(Dataset entries)
= Beginning of Section =

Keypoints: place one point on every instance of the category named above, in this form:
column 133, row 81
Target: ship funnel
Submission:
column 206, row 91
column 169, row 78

= End of Section =

● BRIEF
Print every record above exactly as written.

● EXERCISE OUTPUT
Keypoints: place one point on every instance of the category named above, in this form:
column 133, row 81
Target: ship funnel
Submission:
column 206, row 91
column 169, row 78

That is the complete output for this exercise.